== READING TEXT

September 2020 Church & State Magazine | People & Events

Liberty University Chancellor and President Jerry Falwell Jr. has been placed on “indefinite leave” after he posted a provocative photo of himself on a social media site.

Falwell posted the photo on Instagram in early August. It depicted him with his arm around a young woman while holding a drink. In the photo, both Falwell and the woman have their pants undone and are exposing their stomachs. Falwell captioned the photo, “More vacation shots. Lots of good friends visited us on the yacht. I promise that’s just black water in my glass. It was a prop only.”

Falwell, a prominent Christian nationalist and close ally of President Donald Trump, quickly removed the photo but a reporter from the Houston Chronicle had already tweeted about it. A media eruption followed. Falwell claimed that the whole thing was a joke and told a Virginia radio station that the woman in the photo is his wife’s assistant. He said she was pregnant and couldn’t button her shorts, and that his pants were undone because they were an old pair and were too tight.

The Board of Trustees at Liberty University announced Aug. 7 that Falwell had agreed to take an “indefinite leave of absence.”

On a post on its “Wall of Separation” blog, Americans United pointed out that the incident is just the latest in a string of inappropriate actions by Falwell. AU listed several:

• Earlier this year, Falwell joined forces with a band of coronavirus deniers, insisting that the pandemic, which has killed more than 162,000 people in the U.S. alone, was being over­blown by liberals to undermine  Trump. He has ridi­culed the idea that people should wear masks in public places and tweeted a photo of a mask with a racist image.

• At a time when other universities were closing down due to the pandemic, Falwell insisted that Liberty would stay open. After a Liberty professor of English named Marybeth Davis Baggett publicly questioned Falwell’s decision in an opinion column, he issued a tweet calling her “Bag­gett lady.” (Baggett has since left Liberty.) When a parent wrote to him to complain about the school staying open, Falwell called the man a “dum­my.”  Several Liberty students and faculty were reported to have contracted COVID-19.

• After The New York Times and ProPublica published stories about Liberty that Falwell did not like, he attempted to have a Times photographer and a ProPublica writer arrested for trespassing on campus.

• Former students have complained that Falwell runs the school as an autocrat who brooks no dissent. Most Liberty professors don’t have tenure. Anyone who fails to toe Falwell’s line can be summarily fired.

• Angered by the fact that Demo­crats won statewide offices in Virginia in 2019, Falwell proposed that huge swaths of the state secede and join West Virginia.

• Falwell has repeatedly sought to excuse appalling behavior by Trump and has gone so far as to assert that there is nothing Trump could do that would cause him to withdraw his support.

====
== RAW DATA

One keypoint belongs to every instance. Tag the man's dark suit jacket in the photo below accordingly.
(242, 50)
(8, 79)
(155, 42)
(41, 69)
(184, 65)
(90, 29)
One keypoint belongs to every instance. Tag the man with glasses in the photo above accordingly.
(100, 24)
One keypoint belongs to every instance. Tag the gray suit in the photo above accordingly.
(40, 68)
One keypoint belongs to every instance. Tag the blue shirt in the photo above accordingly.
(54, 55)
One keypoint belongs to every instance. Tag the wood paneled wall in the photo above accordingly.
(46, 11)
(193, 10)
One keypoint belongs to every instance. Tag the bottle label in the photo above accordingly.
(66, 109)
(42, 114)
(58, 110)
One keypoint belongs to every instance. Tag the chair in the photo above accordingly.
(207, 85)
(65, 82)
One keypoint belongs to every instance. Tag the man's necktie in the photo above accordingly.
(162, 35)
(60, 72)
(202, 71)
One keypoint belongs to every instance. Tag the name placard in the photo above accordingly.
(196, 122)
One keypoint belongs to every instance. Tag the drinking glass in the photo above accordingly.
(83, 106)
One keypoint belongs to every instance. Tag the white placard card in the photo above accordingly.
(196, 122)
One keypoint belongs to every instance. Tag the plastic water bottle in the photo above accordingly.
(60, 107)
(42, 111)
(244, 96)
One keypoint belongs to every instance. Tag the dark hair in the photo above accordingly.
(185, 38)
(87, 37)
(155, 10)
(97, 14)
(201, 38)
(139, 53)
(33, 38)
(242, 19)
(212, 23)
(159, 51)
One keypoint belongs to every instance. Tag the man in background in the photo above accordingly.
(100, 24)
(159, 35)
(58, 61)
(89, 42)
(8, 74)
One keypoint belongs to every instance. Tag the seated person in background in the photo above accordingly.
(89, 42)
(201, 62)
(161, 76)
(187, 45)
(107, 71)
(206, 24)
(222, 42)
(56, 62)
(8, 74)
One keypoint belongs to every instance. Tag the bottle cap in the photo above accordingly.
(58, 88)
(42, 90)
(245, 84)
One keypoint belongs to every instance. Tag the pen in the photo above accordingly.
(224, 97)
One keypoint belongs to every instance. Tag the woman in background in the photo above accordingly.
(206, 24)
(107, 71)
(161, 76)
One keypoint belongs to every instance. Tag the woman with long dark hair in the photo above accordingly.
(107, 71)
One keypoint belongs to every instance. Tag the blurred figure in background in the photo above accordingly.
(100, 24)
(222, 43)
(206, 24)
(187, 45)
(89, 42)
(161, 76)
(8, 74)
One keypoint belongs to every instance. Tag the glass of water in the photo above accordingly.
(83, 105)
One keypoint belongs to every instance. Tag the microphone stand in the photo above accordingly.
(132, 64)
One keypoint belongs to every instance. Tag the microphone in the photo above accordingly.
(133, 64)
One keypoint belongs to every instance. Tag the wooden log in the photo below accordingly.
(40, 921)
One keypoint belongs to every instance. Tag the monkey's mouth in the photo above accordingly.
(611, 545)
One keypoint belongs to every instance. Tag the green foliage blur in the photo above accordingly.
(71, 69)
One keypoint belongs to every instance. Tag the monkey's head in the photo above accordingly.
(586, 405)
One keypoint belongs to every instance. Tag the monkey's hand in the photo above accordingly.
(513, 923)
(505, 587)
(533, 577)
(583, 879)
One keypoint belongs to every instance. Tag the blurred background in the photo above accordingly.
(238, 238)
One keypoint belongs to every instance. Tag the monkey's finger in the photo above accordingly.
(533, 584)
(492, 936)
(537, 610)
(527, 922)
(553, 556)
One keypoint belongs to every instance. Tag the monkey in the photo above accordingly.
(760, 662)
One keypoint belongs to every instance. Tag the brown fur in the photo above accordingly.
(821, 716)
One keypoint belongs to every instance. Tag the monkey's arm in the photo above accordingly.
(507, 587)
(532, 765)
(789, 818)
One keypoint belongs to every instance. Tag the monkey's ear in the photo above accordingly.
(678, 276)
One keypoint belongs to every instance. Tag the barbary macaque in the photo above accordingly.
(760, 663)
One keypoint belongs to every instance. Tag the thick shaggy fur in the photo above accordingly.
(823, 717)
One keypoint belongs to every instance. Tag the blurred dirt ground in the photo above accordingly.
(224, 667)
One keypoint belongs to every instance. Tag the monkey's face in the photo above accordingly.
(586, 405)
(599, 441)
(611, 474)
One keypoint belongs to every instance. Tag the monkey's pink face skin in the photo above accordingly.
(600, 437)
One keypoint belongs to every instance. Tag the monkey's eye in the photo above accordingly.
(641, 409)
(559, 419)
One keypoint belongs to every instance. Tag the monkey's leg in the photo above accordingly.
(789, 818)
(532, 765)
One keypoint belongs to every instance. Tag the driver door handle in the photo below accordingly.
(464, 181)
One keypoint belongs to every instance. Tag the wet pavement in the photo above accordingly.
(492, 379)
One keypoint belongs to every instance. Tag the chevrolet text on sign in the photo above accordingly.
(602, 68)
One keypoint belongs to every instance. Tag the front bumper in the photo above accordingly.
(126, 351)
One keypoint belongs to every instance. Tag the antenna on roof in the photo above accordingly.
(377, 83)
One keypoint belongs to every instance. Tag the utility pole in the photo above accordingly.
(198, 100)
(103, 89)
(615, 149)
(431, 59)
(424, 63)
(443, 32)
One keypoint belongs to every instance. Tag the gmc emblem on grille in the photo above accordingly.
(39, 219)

====

### [REQUIRED WORK]
Answer these from the article about Jerry Falwell Jr.
1. On what date did Liberty University's Board of Trustees announce Falwell's leave?
2. Who did Falwell say the woman in the photo was?
3. What did Falwell propose after Democrats won statewide offices in Virginia in 2019?

### [COMPLETED TASK]
1. Aug. 7
2. His wife's assistant
3. That huge swaths of the state secede and join West Virginia